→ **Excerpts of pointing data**
----------------------------------------

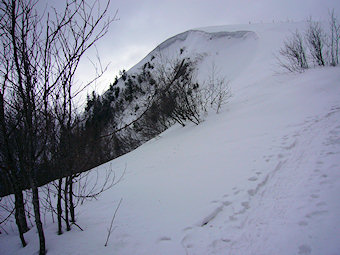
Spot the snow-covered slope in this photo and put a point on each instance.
(261, 177)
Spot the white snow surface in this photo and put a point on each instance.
(260, 177)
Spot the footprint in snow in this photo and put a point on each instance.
(164, 238)
(303, 223)
(321, 204)
(252, 179)
(316, 213)
(304, 250)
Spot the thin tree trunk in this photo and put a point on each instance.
(36, 206)
(67, 221)
(73, 219)
(59, 209)
(20, 210)
(19, 221)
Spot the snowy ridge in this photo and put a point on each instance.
(261, 177)
(208, 36)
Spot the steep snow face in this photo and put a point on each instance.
(261, 177)
(210, 49)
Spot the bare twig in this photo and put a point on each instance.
(109, 230)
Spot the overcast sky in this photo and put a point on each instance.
(143, 24)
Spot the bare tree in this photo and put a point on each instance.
(315, 38)
(292, 55)
(217, 91)
(38, 62)
(334, 39)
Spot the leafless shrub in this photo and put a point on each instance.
(334, 38)
(315, 38)
(217, 91)
(292, 56)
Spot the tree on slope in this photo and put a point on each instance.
(39, 57)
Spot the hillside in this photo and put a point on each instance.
(260, 177)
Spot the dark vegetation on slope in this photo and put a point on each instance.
(44, 139)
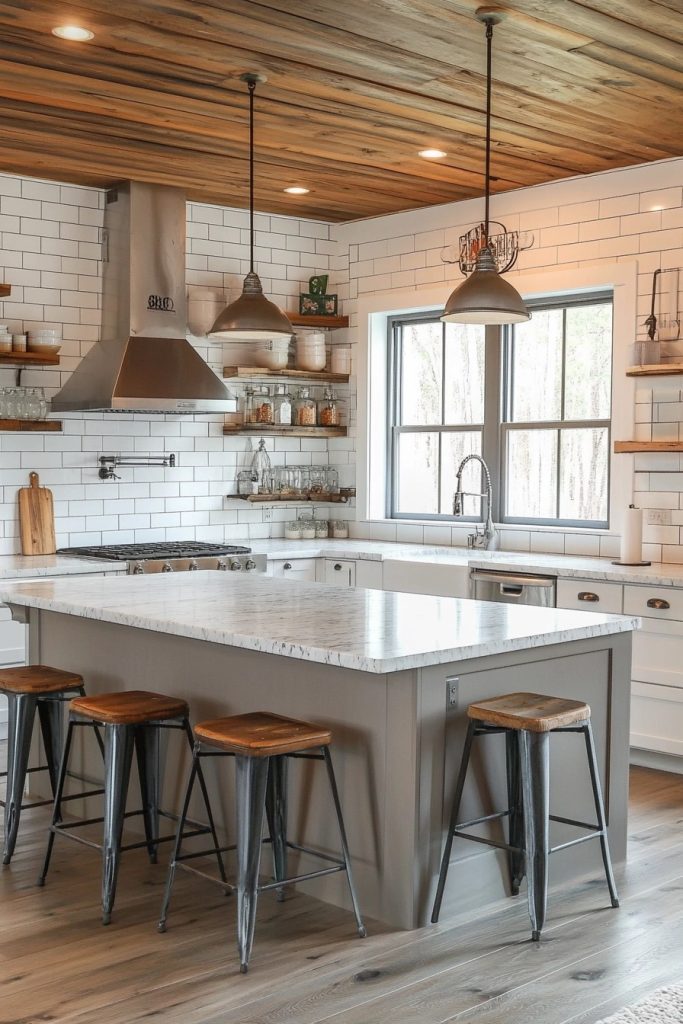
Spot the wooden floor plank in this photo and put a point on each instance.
(58, 964)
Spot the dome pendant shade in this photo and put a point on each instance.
(252, 316)
(484, 297)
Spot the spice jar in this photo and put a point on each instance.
(329, 414)
(261, 406)
(283, 407)
(293, 529)
(260, 468)
(304, 409)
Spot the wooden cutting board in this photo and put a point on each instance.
(37, 518)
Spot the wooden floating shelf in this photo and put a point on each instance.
(624, 446)
(267, 428)
(655, 370)
(261, 373)
(28, 359)
(319, 497)
(51, 426)
(327, 323)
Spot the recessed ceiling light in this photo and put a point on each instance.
(73, 32)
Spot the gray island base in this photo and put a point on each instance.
(391, 675)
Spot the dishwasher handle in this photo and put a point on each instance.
(509, 580)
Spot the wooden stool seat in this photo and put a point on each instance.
(260, 734)
(38, 679)
(530, 712)
(129, 708)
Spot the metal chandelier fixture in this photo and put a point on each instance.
(252, 316)
(485, 297)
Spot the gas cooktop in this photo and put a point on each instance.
(160, 549)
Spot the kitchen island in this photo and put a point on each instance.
(390, 674)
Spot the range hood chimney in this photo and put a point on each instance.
(143, 361)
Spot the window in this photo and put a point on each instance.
(532, 398)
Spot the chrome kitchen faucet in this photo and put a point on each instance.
(484, 536)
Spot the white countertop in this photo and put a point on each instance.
(658, 573)
(366, 630)
(29, 566)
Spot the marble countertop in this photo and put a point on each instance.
(30, 566)
(369, 630)
(580, 566)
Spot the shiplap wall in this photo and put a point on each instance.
(631, 215)
(50, 254)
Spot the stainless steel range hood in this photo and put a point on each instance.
(143, 361)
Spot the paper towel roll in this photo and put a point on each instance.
(632, 537)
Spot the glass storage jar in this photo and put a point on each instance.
(329, 413)
(304, 409)
(282, 407)
(260, 468)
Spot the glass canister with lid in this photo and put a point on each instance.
(304, 409)
(282, 406)
(329, 411)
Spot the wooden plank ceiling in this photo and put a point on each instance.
(354, 89)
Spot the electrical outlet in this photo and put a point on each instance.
(657, 517)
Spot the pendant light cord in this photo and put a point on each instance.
(489, 38)
(252, 88)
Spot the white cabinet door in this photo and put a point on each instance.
(589, 595)
(293, 568)
(339, 572)
(441, 580)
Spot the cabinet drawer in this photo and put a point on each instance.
(293, 568)
(653, 602)
(589, 595)
(339, 572)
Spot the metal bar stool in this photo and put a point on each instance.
(526, 720)
(260, 743)
(30, 688)
(130, 719)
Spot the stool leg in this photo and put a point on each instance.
(161, 927)
(535, 751)
(205, 795)
(600, 811)
(22, 709)
(52, 728)
(516, 819)
(251, 779)
(344, 843)
(275, 809)
(56, 810)
(118, 759)
(455, 808)
(146, 750)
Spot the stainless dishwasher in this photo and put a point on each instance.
(513, 588)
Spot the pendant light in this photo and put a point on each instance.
(252, 316)
(485, 297)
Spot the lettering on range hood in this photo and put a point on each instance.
(143, 361)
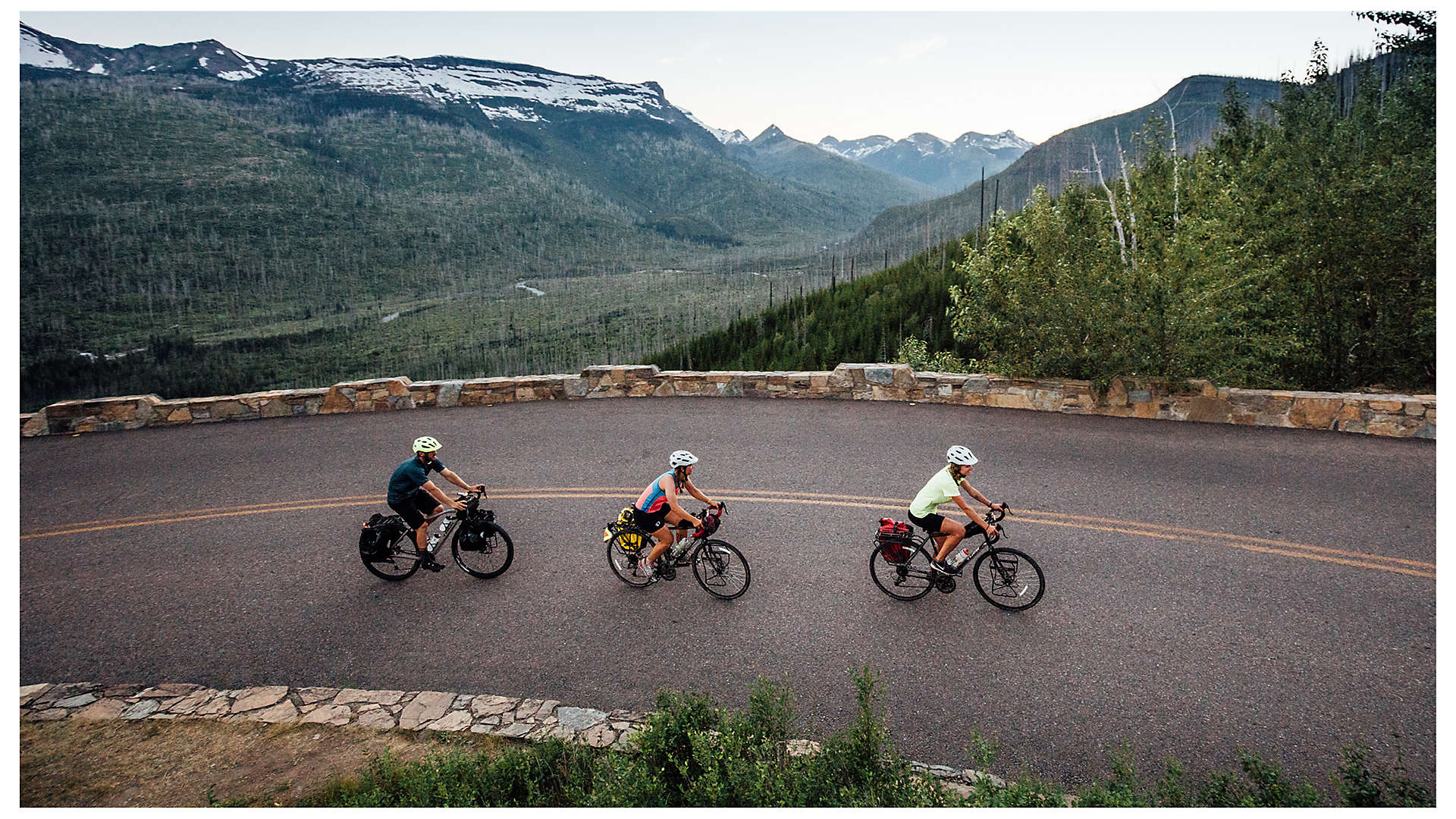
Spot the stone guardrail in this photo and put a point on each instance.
(1392, 416)
(529, 720)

----------------------------------------

→ **PROBLEM**
Copy nothing outside the span: please output the lines from the one with "Spot the white countertop" through the end of the entries above, and skip the pictures.

→ **RESPONSE TO THE EXERCISE**
Spot the white countertop in this photo and put a point on each instance.
(658, 573)
(366, 630)
(29, 566)
Spot the marble countertop in this photo and put a point on each instance.
(30, 566)
(369, 630)
(580, 566)
Spot the shiplap wall in this photo and put a point on each instance.
(631, 215)
(50, 254)
Spot the stainless steel range hood in this photo and put a point on each instance.
(143, 361)
Spot the paper towel roll in this photo and put a point on each instance.
(632, 537)
Spot the glass storage jar in this photo and put a point on each instance.
(329, 413)
(304, 409)
(282, 407)
(260, 468)
Spot the glass canister with lid in this photo and put a point on each instance.
(304, 409)
(282, 406)
(329, 411)
Spot the wooden plank ceiling in this photo and put a point on each instance.
(354, 89)
Spot the electrical outlet in this photo and put a point on each instance.
(657, 517)
Spot the pendant light cord in this photo and put a point on each instance.
(489, 38)
(252, 88)
Spot the white cabinet door in this photo and put a point on each instance.
(589, 595)
(293, 568)
(339, 572)
(441, 580)
Spot the cabinet drawer in this photo and put a point on each instance.
(293, 568)
(653, 602)
(589, 595)
(339, 572)
Spot the metal bar stool in this photo and put a point on each instance.
(526, 720)
(260, 743)
(30, 688)
(130, 719)
Spot the stool leg in this photo and put a point on each instance.
(161, 927)
(535, 751)
(205, 795)
(600, 811)
(22, 709)
(52, 728)
(516, 819)
(251, 779)
(344, 843)
(275, 809)
(56, 810)
(118, 759)
(455, 808)
(146, 750)
Spot the stainless dishwasher in this photo and put a point on each instance.
(513, 588)
Spot the pendant light in this photo and put a point on each instance.
(252, 316)
(485, 297)
Spot the lettering on range hood in this photo and put a point on each instance.
(143, 361)
Spot the stone guardrail in this photo and put a point on each instance.
(1392, 416)
(529, 720)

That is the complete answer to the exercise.